Region pointing data
'''
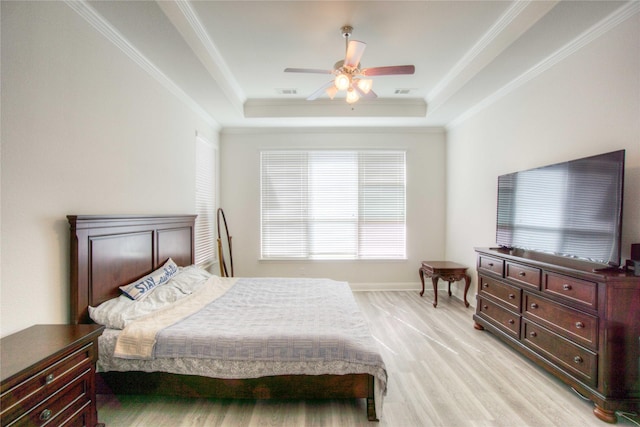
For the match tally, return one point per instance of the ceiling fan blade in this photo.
(320, 91)
(388, 71)
(307, 70)
(355, 49)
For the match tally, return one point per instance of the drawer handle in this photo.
(45, 415)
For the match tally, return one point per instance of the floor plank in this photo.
(442, 372)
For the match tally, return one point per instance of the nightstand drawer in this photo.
(48, 376)
(508, 294)
(46, 381)
(576, 360)
(499, 316)
(572, 324)
(577, 290)
(523, 274)
(60, 407)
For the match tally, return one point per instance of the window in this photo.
(205, 203)
(333, 205)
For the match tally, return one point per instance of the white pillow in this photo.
(144, 286)
(118, 312)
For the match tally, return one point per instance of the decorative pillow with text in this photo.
(143, 286)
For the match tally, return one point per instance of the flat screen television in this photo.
(571, 209)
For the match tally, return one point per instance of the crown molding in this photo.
(186, 20)
(519, 17)
(262, 108)
(100, 24)
(614, 19)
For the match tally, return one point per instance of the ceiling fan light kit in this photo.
(349, 76)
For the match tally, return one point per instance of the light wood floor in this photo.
(442, 372)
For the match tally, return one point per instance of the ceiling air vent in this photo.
(287, 91)
(402, 91)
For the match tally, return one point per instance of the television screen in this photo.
(571, 209)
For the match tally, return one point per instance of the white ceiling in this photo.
(226, 59)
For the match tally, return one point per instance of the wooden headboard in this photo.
(111, 251)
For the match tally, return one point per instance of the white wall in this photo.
(588, 104)
(240, 199)
(84, 131)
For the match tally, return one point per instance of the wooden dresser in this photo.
(581, 325)
(48, 376)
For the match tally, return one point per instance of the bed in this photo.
'''
What the exercise asks - Skip the images and restate each record above word for word.

Problem solution -
For the match tally, return one point per instance of the ceiling fan blade in this photo.
(320, 91)
(388, 71)
(307, 70)
(355, 49)
For the match tally, return one point per instance of the drawer handle in this photo.
(45, 415)
For the match tally, return one point per instance of the floor plank in this photo.
(442, 372)
For the match tally, return one point per instance of the nightstand drawer in this photo.
(48, 376)
(508, 294)
(46, 381)
(576, 360)
(499, 316)
(572, 324)
(577, 290)
(523, 274)
(60, 407)
For the match tally, return one point per instance of the window in this photo.
(205, 203)
(333, 205)
For the match tally, return one point per instance of the white pillow in this photo.
(144, 286)
(118, 312)
For the match tally, return one point per instance of the decorative pillow with text in this photo.
(143, 286)
For the match tally, return one point per instance of the flat screen television in this photo.
(571, 209)
For the match tally, return one point per instance of the crown molding in this photo.
(186, 20)
(519, 17)
(262, 108)
(100, 24)
(614, 19)
For the match tally, return one point per instance of the ceiling fan light kit in this photo.
(349, 76)
For the match tally, return one point per instance of the light wood floor in this photo.
(442, 372)
For the match tally, return one point per instance of the ceiling air vent in this photo.
(287, 91)
(402, 91)
For the match tally, return one point per instance of the television screen in this photo.
(571, 209)
For the match tally, return one point per instance of the white ceiling in this photo.
(226, 59)
For the match tally, return one point per instance of the wooden headboard in this photo.
(111, 251)
For the match tally, return one point per instance of the white wall in this photo.
(588, 104)
(240, 199)
(84, 131)
For the match tally, return one point per instance of the wooden dresser in this photo.
(581, 325)
(48, 376)
For the match tally, return one point per instance of the bed in this photo.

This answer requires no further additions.